WHAT THIS EXERCISE ASKS.
1. Repeat the part of the MXNet error thread that begins at the words "I even tried" and stops after "what is wrong?".
2. Answer these questions from the MXNet error thread:
(a) On which device does the poster encounter the error?
(b) Which OpenCV version does the poster say is installed?
(c) According to the reply, what is wrong with the package?
--- START PASSAGE ---
MXNetError: ImageRec need opencv to process

I’m trying to train the MXNet resnet-50 model from the finetune notebook (Fine-tune with Pretrained Models — mxnet documentation)

and I keep encountering the following error on my Jetson Xavier NX:

MXNetError: Traceback (most recent call last):
File “/home/nvidia/mxnet/mxnet/src/io/iter_image_recordio_2.cc”, line 260
MXNetError: ImageRec need opencv to process

It seems to not have access to opencv even though I have Opencv4.5 installed. I’ve tried re-installing mxnet 1.7 several times (following the instructions from Jetson zoo) with no luck getting this to work.

I even tried modifying the autoinstall_mxnet.sh file prior to install by changing the line
"sudo make -j$(nproc) install && "
with
"sudo make -j$(nproc) USE_OPENCV=1 USE_BLAS=openblas USE_CUDA=1 USE_CUDA_PATH=/usr/local/cuda USE_CUDNN=1 install && "

That didn’t seem to work. Any ideas what is wrong?

Hi,

The package doesn’t build with OpenCV support.
Could you turn it on and build it from source?

Thanks.
--- END PASSAGE ---
--- START SUPPLIED DATA ---
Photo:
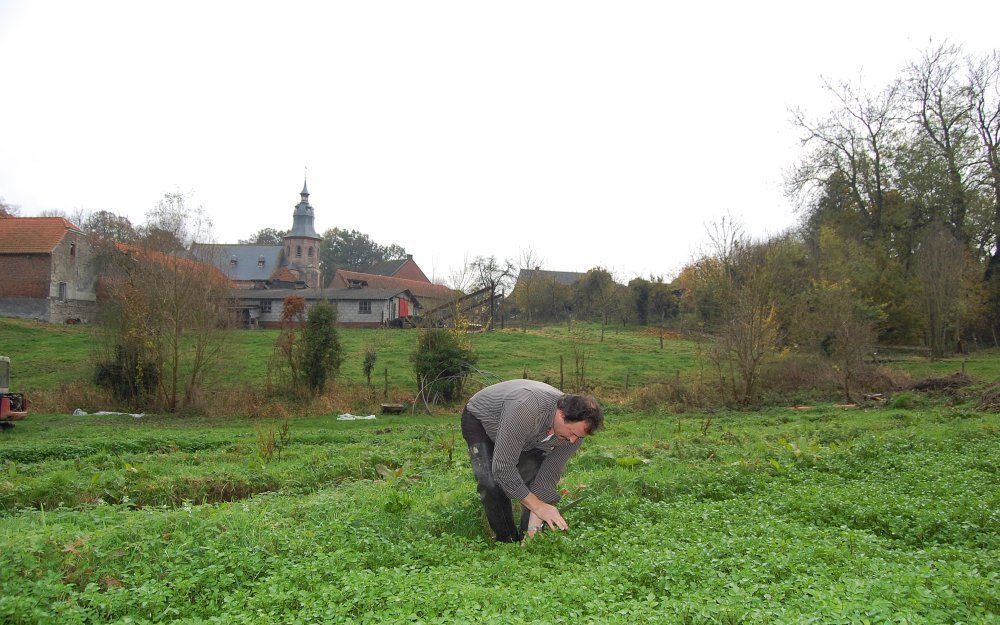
--- END SUPPLIED DATA ---
ANSWERS PROVIDED.
1.
I even tried modifying the autoinstall_mxnet.sh file prior to install by changing the line
"sudo make -j$(nproc) install && "
with
"sudo make -j$(nproc) USE_OPENCV=1 USE_BLAS=openblas USE_CUDA=1 USE_CUDA_PATH=/usr/local/cuda USE_CUDNN=1 install && "

That didn’t seem to work. Any ideas what is wrong?

2.
(a) A Jetson Xavier NX.
(b) OpenCV 4.5.
(c) It doesn't build with OpenCV support.